Excerpt below:
Showing posts with label Hermit Rule of Life. Show all posts
Showing posts with label Hermit Rule of Life. Show all posts

Monday, April 24, 2023

Christian Catholic Mystic Hermit: Today's Psalm Ever Purposeful

 

I found the Psalm of today's liturgy to be quite meaningful, in vast and purposeful ways.


From Psalm 119 the following lines remind me that those with propensity to deceive themselves and thus attempt to deceive others, will eventually find their falsehoods gurgling to the surface. While truth always ends up being shown to such persons at final judgment, it behooves each of us to consider, absorb, and live the advice and wisdom of these lines from the following Psalm.


Though princes meet and talk against me,

Your servant mediates on your statutes.

Yes, Your decrees are my delight;

they are my counselors.


I declared my ways, and You answered me;

teach me Your statues.

Make me understand the way of Your precepts,

and I will meditate on your wondrous deeds.


Remove from me the way of falsehood,

and favor me with Your law.

The way of truth I have chosen;

I have set your ordinances before me.

--Psalm 119: 23-24, 26-27, 29-30


Years ago in my vocation as a consecrated Catholic hermit, I prayed about the rule of life that God desires of me.   I knew immediately when reading a biography of a hermit of the Middle Ages, a holy, blessed man named Richard, that what he had determined to be the "perfect rule of life" is indeed what the Holy Spirit was showing me to be the perfect rule of life for my own hermit life and my life as a Christian religious solitary:  The Gospel Rule.


All the more, the above Psalm inspires in me today and now tonight, again, the favor of His Law:  God's Law of Love.  I have chosen the way of truth, in that Jesus repeats and exhibits and instills in us to live in truth, beauty, and goodness.  I have prayed to learn the meditations of Jesus' Heart, and to make them the meditations of Christ within me.


I'm so ever grateful for His Real Presence always through, with, and in me, each step of the way of life in the Triune God:  Father, Son, and Holy Spirit.  

Let us love God above all things, and let us love others as God loves.  God bless His Real Presence in us, and love in His Love.  Amen.





Psalms 119(118),23-24.26-27.29-30.


Saturday, March 7, 2020

Catholic Hermit: Persevering in Love No Matter What


Finally this morning I realized needed to increase medication dose.  Just way too much pain, and within a couple hours or less, the fog lifted, all angst was gone, and once more I realized that the pain had got me again!  Living in solitude, I do not recognize when the pain is interfering with my mind and emotions.  With pain managed and lessened some, whatever I was fussing about is silly and not at all a concern.
End of Excerpt.
In the psalm verses of the blog post, start at the words "Make me understand" and stop after "with Your law.". Write that passage out with "falsehood" changed to "deceit".
Raw data below:
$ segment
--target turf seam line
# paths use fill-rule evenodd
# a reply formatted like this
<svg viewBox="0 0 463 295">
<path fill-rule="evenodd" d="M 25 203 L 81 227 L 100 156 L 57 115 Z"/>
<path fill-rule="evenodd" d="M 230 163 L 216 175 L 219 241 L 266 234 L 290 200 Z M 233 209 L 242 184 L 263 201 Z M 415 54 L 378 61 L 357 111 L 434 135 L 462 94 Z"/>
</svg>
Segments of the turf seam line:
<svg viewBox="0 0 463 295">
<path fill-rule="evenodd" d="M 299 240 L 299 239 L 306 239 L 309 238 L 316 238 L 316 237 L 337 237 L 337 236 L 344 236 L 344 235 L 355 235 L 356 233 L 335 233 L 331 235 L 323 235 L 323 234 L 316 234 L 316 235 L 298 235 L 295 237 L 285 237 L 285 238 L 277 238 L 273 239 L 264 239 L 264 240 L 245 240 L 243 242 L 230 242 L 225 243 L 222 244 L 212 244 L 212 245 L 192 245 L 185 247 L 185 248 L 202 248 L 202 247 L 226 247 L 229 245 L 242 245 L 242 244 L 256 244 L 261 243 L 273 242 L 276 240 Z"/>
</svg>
End of Raw data.
■ Response:
Make me understand the way of Your precepts,

and I will meditate on your wondrous deeds.


Remove from me the way of deceit,

and favor me with Your law.